» Problem details
Every line of the material must come back exactly as given.

START Records for this task

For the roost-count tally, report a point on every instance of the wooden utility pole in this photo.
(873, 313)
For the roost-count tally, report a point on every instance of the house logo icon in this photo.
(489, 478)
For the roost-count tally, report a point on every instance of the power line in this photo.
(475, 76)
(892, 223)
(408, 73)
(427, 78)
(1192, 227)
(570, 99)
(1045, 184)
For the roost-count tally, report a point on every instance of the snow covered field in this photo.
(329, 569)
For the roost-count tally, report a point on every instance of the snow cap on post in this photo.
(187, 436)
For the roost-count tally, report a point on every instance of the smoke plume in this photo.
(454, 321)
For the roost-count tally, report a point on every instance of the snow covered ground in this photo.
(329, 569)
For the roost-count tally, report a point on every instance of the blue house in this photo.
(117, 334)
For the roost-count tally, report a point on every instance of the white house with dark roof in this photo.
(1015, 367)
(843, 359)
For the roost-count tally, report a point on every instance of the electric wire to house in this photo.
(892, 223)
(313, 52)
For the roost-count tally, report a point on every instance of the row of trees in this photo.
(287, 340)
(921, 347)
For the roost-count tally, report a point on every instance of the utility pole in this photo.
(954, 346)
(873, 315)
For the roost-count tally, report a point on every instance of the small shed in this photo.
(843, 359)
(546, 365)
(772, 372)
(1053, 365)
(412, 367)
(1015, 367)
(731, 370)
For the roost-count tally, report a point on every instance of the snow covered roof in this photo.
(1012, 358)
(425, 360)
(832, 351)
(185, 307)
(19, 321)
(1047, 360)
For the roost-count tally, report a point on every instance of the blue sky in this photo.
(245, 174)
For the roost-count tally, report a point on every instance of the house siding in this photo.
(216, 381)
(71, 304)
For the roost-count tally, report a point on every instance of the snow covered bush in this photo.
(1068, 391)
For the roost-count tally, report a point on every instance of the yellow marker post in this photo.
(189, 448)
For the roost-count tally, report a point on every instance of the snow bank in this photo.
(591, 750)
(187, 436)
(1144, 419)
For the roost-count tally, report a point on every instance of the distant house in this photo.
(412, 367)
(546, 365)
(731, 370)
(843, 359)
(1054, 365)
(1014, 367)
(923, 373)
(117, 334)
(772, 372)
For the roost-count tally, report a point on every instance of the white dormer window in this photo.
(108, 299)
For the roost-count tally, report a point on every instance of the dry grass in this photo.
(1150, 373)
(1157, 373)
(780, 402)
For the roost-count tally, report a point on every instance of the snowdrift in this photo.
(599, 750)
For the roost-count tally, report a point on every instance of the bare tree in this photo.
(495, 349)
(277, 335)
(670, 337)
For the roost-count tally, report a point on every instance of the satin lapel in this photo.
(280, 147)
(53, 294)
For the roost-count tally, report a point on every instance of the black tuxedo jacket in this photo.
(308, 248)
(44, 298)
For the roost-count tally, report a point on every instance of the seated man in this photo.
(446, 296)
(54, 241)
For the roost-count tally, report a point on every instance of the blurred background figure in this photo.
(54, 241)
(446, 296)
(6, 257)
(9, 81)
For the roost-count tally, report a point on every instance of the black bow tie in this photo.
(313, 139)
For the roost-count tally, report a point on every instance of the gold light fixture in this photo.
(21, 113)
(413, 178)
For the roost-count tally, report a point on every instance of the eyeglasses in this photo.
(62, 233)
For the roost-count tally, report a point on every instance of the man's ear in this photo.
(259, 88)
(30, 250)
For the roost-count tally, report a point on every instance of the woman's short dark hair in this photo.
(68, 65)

END Records for this task

» Output of the task
For the roost-count tally, report a point on every instance of the wooden utility pole in this photo.
(873, 313)
For the roost-count tally, report a point on every instance of the house logo icon in this photo.
(489, 478)
For the roost-count tally, report a point on every instance of the power line in this photo.
(475, 76)
(892, 223)
(408, 73)
(427, 78)
(1192, 227)
(570, 99)
(1045, 184)
For the roost-count tally, report a point on every instance of the snow covered field in this photo.
(329, 569)
For the roost-count tally, report a point on every instance of the snow cap on post in this photo.
(187, 436)
For the roost-count tally, report a point on every instance of the smoke plume in this photo.
(454, 321)
For the roost-count tally, report a point on every instance of the snow covered ground in this photo.
(329, 569)
For the roost-count tally, report a point on every instance of the blue house in this photo.
(117, 334)
For the roost-count tally, report a point on every instance of the white house with dark roof in this photo.
(1015, 367)
(843, 359)
For the roost-count tally, report a point on every instance of the electric wire to house in this photo.
(892, 223)
(313, 52)
For the roost-count tally, report a point on every instance of the row of trees in this photo.
(287, 340)
(921, 347)
For the roost-count tally, report a point on every instance of the utility pole in this photo.
(954, 346)
(873, 315)
For the roost-count tally, report a point on every instance of the small shed in this photo.
(843, 359)
(546, 365)
(772, 372)
(1053, 365)
(412, 367)
(1015, 367)
(731, 370)
For the roost-count tally, report a point on every instance of the snow covered roof in this photo.
(1012, 358)
(425, 360)
(832, 351)
(185, 307)
(19, 321)
(1047, 360)
For the roost-count tally, report a point on every instance of the blue sky in this photo.
(245, 174)
For the roost-count tally, report a point on every instance of the house siding in this photo.
(216, 381)
(71, 304)
For the roost-count tally, report a point on every instance of the snow covered bush in this photo.
(1068, 391)
For the roost-count tally, report a point on every instance of the yellow marker post in this photo.
(189, 448)
For the roost-count tally, report a point on every instance of the snow bank in this photo.
(591, 750)
(187, 436)
(1144, 419)
For the roost-count tally, report a point on every instance of the distant house in this photo.
(412, 367)
(546, 365)
(731, 370)
(843, 359)
(1054, 365)
(1014, 367)
(923, 373)
(117, 334)
(772, 372)
For the roost-count tally, report a point on every instance of the white dormer window in this photo.
(108, 299)
For the roost-count tally, report a point on every instance of the dry grass in this photo.
(1150, 373)
(1157, 373)
(780, 402)
For the roost-count tally, report a point on every instance of the snowdrift in this photo.
(599, 750)
For the roost-count tally, report a point on every instance of the bare tree in this photo.
(495, 349)
(277, 335)
(670, 337)
For the roost-count tally, report a point on every instance of the satin lapel in this photo.
(280, 147)
(53, 294)
For the roost-count tally, report a point on every instance of the black tuxedo jacket in this photo.
(308, 248)
(44, 298)
For the roost-count tally, report a point on every instance of the seated man in this photo.
(446, 296)
(54, 241)
For the roost-count tally, report a point on every instance of the blurred background figure in this photo.
(54, 241)
(446, 296)
(6, 257)
(9, 81)
For the roost-count tally, report a point on every instance of the black bow tie in this photo.
(313, 139)
For the roost-count tally, report a point on every instance of the gold light fixture in this photo.
(21, 113)
(413, 178)
For the roost-count tally, report a point on every instance of the eyeglasses in this photo.
(62, 233)
For the roost-count tally, report a point on every instance of the man's ear in this photo.
(259, 88)
(30, 250)
For the roost-count tally, report a point on every instance of the woman's short dark hair in this photo.
(68, 65)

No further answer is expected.